§ Page excerpt:

>> START

Friday, April 15, 2011

Applying IEnumerable to chunked IEnumerable in F# -- Cipher Feedback mode

Having developed the supporting infrastructure to pull data from any IEnumerable into a sequence fixed length buckets, we can now apply it to some practical use. One such is to perform encryption of an input byte sequence in a block-cipher feeback (CFB) mode.

CFB mode is so simple, it almost feels like cheating. Given an initialization vector (IV) -- an arbitrary block of bytes -- as the 0-th ciphertext block, the iterative definition is that the n-th ciphertext block is the encrypted value of the n-1-th block XOR'd with the n-th plaintext block; and by the symmetry of XOR, the n-th plaintext block is recovered from the n-th ciphertext block by the same XOR.

So, let's implement it, and do a simple test that we can easily work out the cipherstream for -- and doesn't actually involve real encryption. So let's take 128-bit blocks, all zeros for the IV, and the identity transformation for our "encryption", and have the integers 0 to 41 as input.

>> END

§ Data provided:
>> START

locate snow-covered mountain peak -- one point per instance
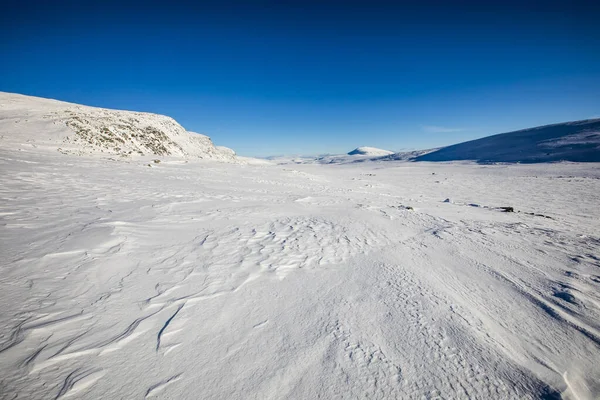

>> END

§ What you need to do:
a. List every choice the CFB mode post makes for its simple test.
b. In the CFB mode post, what is used as the 0-th ciphertext block?
Rely only on the CFB mode post.

§ Responses:
a.
- 128-bit blocks
- An all-zeros IV
- The identity transformation as the "encryption"
- The integers 0 to 41 as input

b. The initialization vector (IV), an arbitrary block of bytes.